Olds – Wednesday, November 20th, 2002 at 10:00 a.m., Olds Junior Senior High School, 5122-48th Street, Olds — Today, the ACT Foundation, the Kiwanis Club Olds, the STARS Foundation and community partners launch the ACT High School CPR Program in Chinook’s Edge. This initiative will result in 800 Grade 10 students from eleven high schools from the Chinook’s Edge School Division being empowered to save lives with CPR training. The four-hour CPR course will be taught to all Grade 10 students by their physical education teachers every year.

This event is the fourth in the ACT Foundation’s five-city tour of Southern Alberta, launching the program in Brooks, Medicine Hat, Lethbridge, Chinook’s Edge and Red Deer in celebration of CPR month.

In November 2000, Alberta’s Minister of Learning, Dr. Lyle Oberg, announced that CPR would become a regular part of the high school curriculum, assuring all high school students graduate with the skills and knowledge to save a life. The ACT Foundation is working in partnership with Alberta Learning to bring CPR to the province’s schools. In one year alone, the ACT Foundation has implemented the high school CPR program in almost 100 Alberta high schools, reaching 22,000 students in the 2002-2003 school year. Province-wide implementation will see over 45,000 high school students trained in CPR every year.

“I am proud to say that Alberta’s students are becoming equipped with the tools to help save a person’s life in the critical moments of an emergency situation,” says Dr. Oberg. “Grade 10 students in Alberta are learning the basic CPR skills such as artificial respiration, chest compressions, and the Heimlich Maneuver, that will empower them to ‘act’ in an emergency.”

Community partnership is key to the success of the ACT High School CPR Program. As such, ACT has brought together the Kiwanis Club of Olds and the STARS Foundation in order to equip schools with the mannequins, student manuals and teacher training required to deliver the CPR program to students. St. John Ambulance, as the teacher training partner, trains the high school teachers as CPR instructors for the program. Mountain View Emergency Services is providing medical direction for the program.

Through the ACT High School CPR Program, students will be prepared to help a parent or grandparent should they experience a heart attack, a brother, sister or child they are babysitting should they choke, or a friend involved in a drowning emergency. “The Chain of Survival begins at the moment a patient’s illness or injury occurs. The first link must be strong, durable and talented. The ACT High School CPR Program builds that link and we at STARS are proud to play a role,” says Dr. Greg Powell, CEO of the STARS Foundation. As founding provincial partner of the ACT High School CPR Program, the STARS Foundation has committed $159,000 to help implement the program throughout Alberta.

=======

To do: From the announcement about the high school CPR program launch, extract the passage that opens with the words "In November 2000, Alberta’s" and closes with "CPR every year.", copying it word for word.

=======

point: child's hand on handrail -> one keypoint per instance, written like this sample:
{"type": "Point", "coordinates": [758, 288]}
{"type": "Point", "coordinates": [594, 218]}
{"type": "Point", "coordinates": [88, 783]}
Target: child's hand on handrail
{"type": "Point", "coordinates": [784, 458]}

=======

The answer:
In November 2000, Alberta’s Minister of Learning, Dr. Lyle Oberg, announced that CPR would become a regular part of the high school curriculum, assuring all high school students graduate with the skills and knowledge to save a life. The ACT Foundation is working in partnership with Alberta Learning to bring CPR to the province’s schools. In one year alone, the ACT Foundation has implemented the high school CPR program in almost 100 Alberta high schools, reaching 22,000 students in the 2002-2003 school year. Province-wide implementation will see over 45,000 high school students trained in CPR every year.